Your objective: Express the items below as a Markdown table with two columns, Row for the running number and Item for the line itself, leaving out any blank lines.

Data listing:
▶

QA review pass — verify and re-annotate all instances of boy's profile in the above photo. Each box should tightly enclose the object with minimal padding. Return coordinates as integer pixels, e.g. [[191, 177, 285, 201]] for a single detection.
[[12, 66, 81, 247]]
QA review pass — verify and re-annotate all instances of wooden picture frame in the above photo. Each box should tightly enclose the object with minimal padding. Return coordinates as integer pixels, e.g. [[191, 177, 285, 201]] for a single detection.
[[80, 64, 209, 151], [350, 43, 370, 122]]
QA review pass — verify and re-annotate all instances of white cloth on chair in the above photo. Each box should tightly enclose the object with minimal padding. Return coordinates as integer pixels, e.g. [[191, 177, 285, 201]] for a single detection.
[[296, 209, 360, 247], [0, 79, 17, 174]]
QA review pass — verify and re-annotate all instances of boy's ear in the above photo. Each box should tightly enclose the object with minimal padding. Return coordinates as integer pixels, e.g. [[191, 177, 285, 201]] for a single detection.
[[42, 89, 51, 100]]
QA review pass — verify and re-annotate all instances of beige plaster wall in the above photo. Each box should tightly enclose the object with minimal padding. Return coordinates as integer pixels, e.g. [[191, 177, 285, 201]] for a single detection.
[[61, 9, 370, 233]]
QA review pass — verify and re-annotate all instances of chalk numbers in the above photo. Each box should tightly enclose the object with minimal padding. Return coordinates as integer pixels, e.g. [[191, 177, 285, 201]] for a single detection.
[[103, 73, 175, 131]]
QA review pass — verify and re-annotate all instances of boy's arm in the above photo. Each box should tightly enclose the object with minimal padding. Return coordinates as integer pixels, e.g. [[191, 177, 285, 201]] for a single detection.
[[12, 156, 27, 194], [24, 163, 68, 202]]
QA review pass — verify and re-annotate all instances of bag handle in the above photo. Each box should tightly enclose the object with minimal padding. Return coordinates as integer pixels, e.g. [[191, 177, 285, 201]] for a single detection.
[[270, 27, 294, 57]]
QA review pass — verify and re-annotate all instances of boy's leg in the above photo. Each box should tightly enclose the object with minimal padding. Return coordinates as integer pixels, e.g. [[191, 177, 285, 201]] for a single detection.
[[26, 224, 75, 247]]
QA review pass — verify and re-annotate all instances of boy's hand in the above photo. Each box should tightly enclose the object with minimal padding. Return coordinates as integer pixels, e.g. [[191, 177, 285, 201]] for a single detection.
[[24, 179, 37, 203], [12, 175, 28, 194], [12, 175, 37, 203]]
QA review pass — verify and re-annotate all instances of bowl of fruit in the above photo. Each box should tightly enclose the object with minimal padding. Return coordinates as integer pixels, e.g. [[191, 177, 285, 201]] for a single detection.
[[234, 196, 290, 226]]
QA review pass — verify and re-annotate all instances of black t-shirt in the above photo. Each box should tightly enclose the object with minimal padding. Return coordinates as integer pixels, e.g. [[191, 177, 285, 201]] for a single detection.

◀

Response:
| Row | Item |
|---|---|
| 1 | QA review pass — verify and re-annotate all instances of boy's profile in the above photo. Each box should tightly enclose the object with minimal padding. Return coordinates as integer pixels, e.g. [[191, 177, 285, 201]] for a single detection. |
| 2 | [[12, 66, 81, 247]] |
| 3 | QA review pass — verify and re-annotate all instances of wooden picture frame in the above photo. Each box should tightly enclose the object with minimal padding. Return coordinates as integer pixels, e.g. [[191, 177, 285, 201]] for a single detection. |
| 4 | [[80, 64, 209, 151], [350, 43, 370, 122]] |
| 5 | QA review pass — verify and re-annotate all instances of white cloth on chair in the above photo. Each box should tightly enclose the object with minimal padding. Return coordinates as integer pixels, e.g. [[191, 177, 285, 201]] for a single detection. |
| 6 | [[296, 209, 360, 247], [0, 79, 17, 174]] |
| 7 | QA review pass — verify and re-annotate all instances of boy's ear in the above photo. Each box should tightly enclose the object with minimal padding. Return coordinates as integer pixels, e.g. [[191, 177, 285, 201]] for a single detection. |
| 8 | [[42, 89, 51, 100]] |
| 9 | QA review pass — verify and re-annotate all instances of beige plaster wall in the above photo. Each box should tightly enclose the object with minimal padding. Return coordinates as integer pixels, e.g. [[191, 177, 285, 201]] for a single detection. |
| 10 | [[61, 9, 370, 233]] |
| 11 | QA review pass — verify and re-annotate all instances of chalk numbers in the above photo. Each box should tightly enclose the object with minimal padding. Return coordinates as integer pixels, e.g. [[191, 177, 285, 201]] for a single detection. |
| 12 | [[103, 73, 175, 131]] |
| 13 | QA review pass — verify and re-annotate all instances of boy's arm in the above photo. Each box should tightly enclose the object with minimal padding. Return coordinates as integer pixels, e.g. [[191, 177, 285, 201]] for a single detection. |
| 14 | [[12, 156, 27, 194], [24, 163, 68, 202]] |
| 15 | QA review pass — verify and re-annotate all instances of bag handle in the above photo. Each box should tightly enclose the object with minimal padding. Return coordinates as integer pixels, e.g. [[191, 177, 285, 201]] for a single detection. |
| 16 | [[270, 27, 294, 57]] |
| 17 | QA review pass — verify and re-annotate all instances of boy's leg in the above photo. Each box should tightly enclose the object with minimal padding. Return coordinates as integer pixels, e.g. [[191, 177, 285, 201]] for a single detection. |
| 18 | [[26, 224, 75, 247]] |
| 19 | QA review pass — verify and re-annotate all instances of boy's hand in the above photo. Each box should tightly enclose the object with minimal padding. Return coordinates as integer pixels, e.g. [[191, 177, 285, 201]] for a single detection. |
| 20 | [[24, 179, 37, 203], [12, 175, 28, 194], [12, 175, 37, 203]] |
| 21 | QA review pass — verify and re-annotate all instances of bowl of fruit in the above photo. Each box should tightly enclose the object with minimal padding. Return coordinates as integer pixels, e.g. [[191, 177, 285, 201]] for a single detection. |
| 22 | [[234, 196, 290, 226]] |
| 23 | QA review pass — verify and re-annotate all instances of black t-shirt in the above photo. Each box should tightly enclose the object with minimal padding. Return coordinates as integer pixels, e.g. [[191, 177, 285, 201]] for a single detection. |